**Job**. Nothing but the lines from the one that contains "Where can the blurred green" through the end of the listing should appear, set down exactly.
######
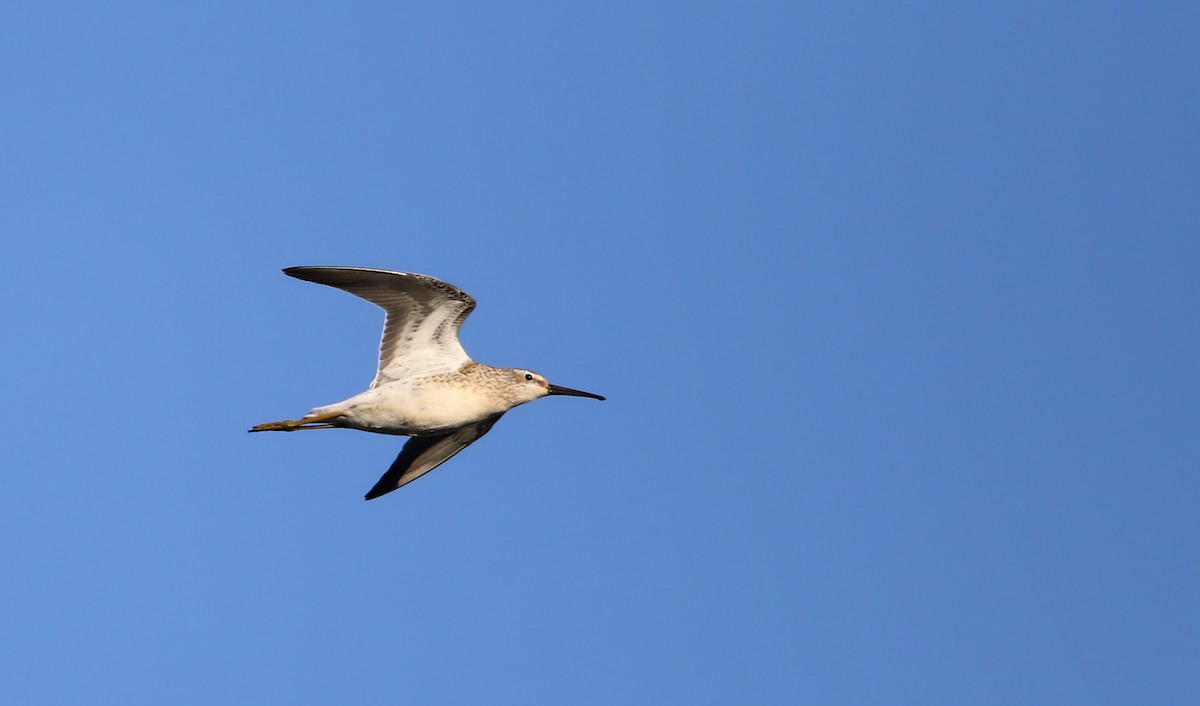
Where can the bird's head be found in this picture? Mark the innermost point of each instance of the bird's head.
(532, 386)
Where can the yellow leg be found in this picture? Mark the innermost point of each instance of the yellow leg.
(310, 422)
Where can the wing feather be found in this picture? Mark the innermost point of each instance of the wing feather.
(423, 454)
(424, 315)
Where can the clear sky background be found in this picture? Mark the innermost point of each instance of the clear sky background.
(894, 305)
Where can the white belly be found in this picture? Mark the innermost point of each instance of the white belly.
(414, 410)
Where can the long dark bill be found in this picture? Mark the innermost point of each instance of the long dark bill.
(559, 390)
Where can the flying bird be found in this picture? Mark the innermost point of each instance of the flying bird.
(426, 387)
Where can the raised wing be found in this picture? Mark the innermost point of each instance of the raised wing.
(423, 454)
(420, 333)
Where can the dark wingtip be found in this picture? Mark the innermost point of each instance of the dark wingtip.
(379, 489)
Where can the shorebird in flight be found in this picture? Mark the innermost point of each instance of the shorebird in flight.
(426, 387)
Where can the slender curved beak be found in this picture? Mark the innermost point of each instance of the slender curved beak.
(558, 390)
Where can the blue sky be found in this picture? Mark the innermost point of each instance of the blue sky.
(895, 310)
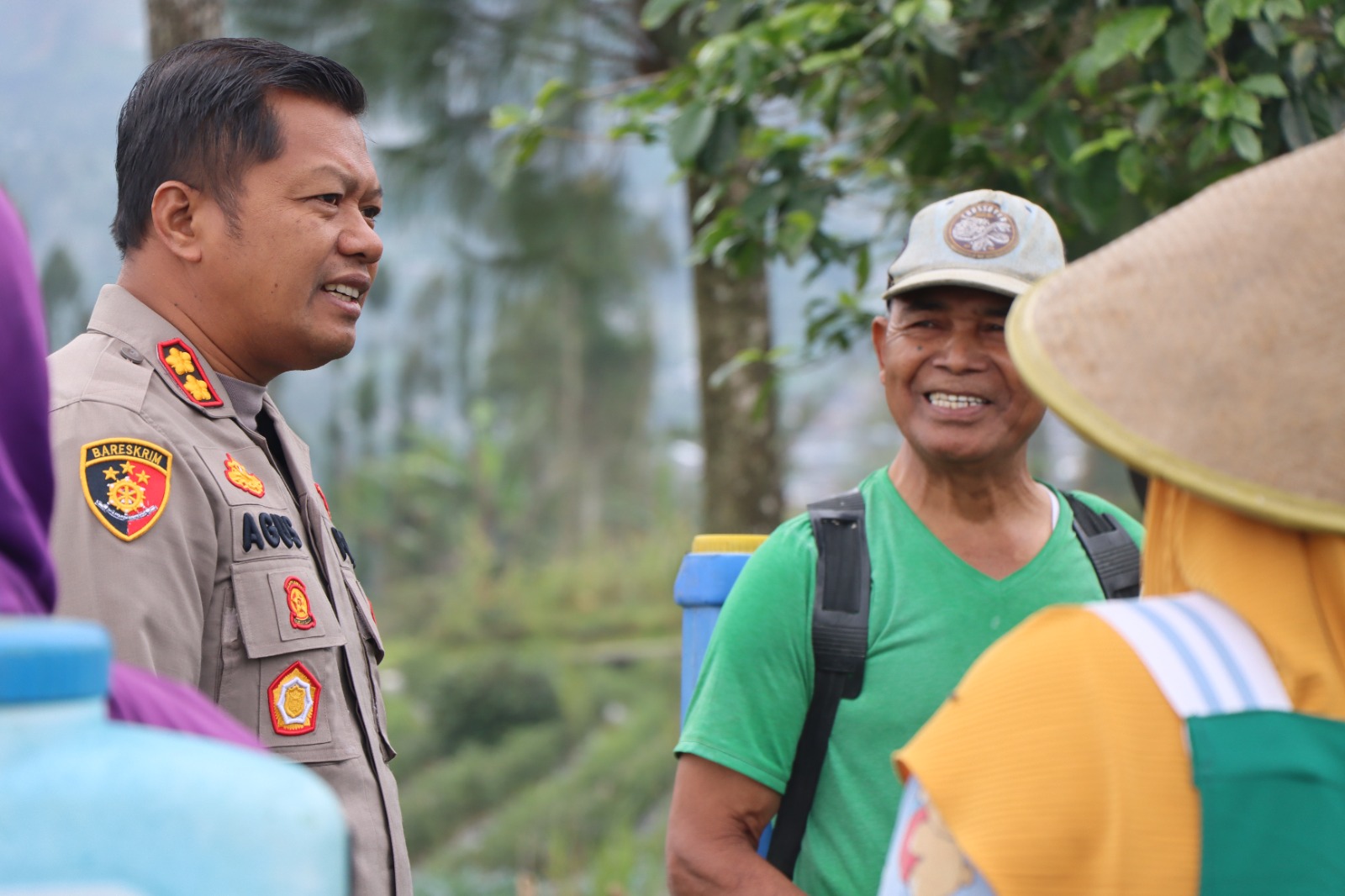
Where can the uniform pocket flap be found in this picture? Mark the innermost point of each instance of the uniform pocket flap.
(284, 609)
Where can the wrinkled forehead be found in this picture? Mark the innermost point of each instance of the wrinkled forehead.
(957, 299)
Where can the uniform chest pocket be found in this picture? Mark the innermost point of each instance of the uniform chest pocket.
(282, 674)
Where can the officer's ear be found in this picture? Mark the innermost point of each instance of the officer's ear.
(177, 217)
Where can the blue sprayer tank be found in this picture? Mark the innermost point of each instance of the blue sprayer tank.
(96, 806)
(704, 580)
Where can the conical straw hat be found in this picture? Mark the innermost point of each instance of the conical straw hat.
(1208, 346)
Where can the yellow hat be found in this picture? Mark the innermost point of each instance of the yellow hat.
(1208, 345)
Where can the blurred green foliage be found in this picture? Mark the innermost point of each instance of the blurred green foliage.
(535, 705)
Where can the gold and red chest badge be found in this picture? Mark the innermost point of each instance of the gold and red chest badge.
(125, 483)
(293, 701)
(181, 362)
(300, 611)
(240, 478)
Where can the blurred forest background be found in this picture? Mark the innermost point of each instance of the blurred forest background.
(631, 249)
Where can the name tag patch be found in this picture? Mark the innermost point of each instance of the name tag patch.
(269, 529)
(125, 483)
(293, 701)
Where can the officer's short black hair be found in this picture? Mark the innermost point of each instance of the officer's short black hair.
(199, 114)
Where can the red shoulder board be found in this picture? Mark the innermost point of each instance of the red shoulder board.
(323, 495)
(181, 362)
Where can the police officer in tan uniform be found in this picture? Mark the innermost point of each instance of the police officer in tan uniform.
(187, 517)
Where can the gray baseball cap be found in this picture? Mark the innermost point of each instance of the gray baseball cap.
(982, 239)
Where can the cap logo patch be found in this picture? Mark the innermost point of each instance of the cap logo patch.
(239, 477)
(982, 230)
(293, 701)
(181, 362)
(125, 483)
(300, 613)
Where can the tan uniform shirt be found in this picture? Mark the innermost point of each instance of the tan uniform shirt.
(177, 530)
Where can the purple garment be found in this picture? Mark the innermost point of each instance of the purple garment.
(27, 490)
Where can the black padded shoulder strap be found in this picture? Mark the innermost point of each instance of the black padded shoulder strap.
(1114, 556)
(840, 645)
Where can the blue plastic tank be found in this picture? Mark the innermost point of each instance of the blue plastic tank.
(92, 806)
(703, 582)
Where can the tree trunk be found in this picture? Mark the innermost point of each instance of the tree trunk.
(177, 22)
(739, 414)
######
**Response to the exercise**.
Where can the blurred green foliage be found in this picture? Mark the innermost point of each instance of the blurred green foliage.
(535, 705)
Where can the gold and red chest badge be found in this picture? Mark the innermost point of each instance of the gold and red chest badge.
(125, 483)
(293, 701)
(181, 362)
(300, 611)
(240, 478)
Where can the blurred forest background be found in this picture? Mark the innermost point of each instance of the blurred forest background.
(631, 249)
Where can the name tag patch be found in this picture? Mark the innermost point of each instance of the name tag patch.
(269, 529)
(125, 483)
(293, 701)
Where can the officer's short black hair be found in this picture? Mark the innermost point of each instance of the officer's short black hair.
(199, 114)
Where can the red shoulder board be found in this picture? Mark the innermost point of each instance of the red shoulder board.
(323, 495)
(181, 362)
Where can the police officer in tan uniform be found in this picture? Mark the innermost point of each instance of the police officer in tan uniform.
(187, 517)
Where can the gray baseball cap be found in this picture? Mark the innermost point of each instance of the gray baseball cap.
(982, 239)
Where can the cap logo patch be found in this picture? Mark the innermost point of each instance of the cap logo patch.
(239, 477)
(982, 230)
(293, 701)
(181, 362)
(125, 483)
(300, 613)
Where can the tan uniform shirt be found in this picture? Mark the innermost point of each instance of the tan uniform shirt.
(177, 530)
Where can the purple garment be found in this picture? Mark the innermost point of each instance of the purple garment.
(27, 490)
Where can the black padded shoulder strap be found in this picture? Mark the innermost point of each instance of the black padded shoulder strap.
(1114, 556)
(840, 645)
Where can the blue plastic tank be found in this picture? Mark the innermost point of each instance of the blue plastic tank.
(92, 806)
(703, 582)
Where can the tree trunk be found in this picture? Mark the innermost point of each instance of the tree trunk.
(177, 22)
(739, 414)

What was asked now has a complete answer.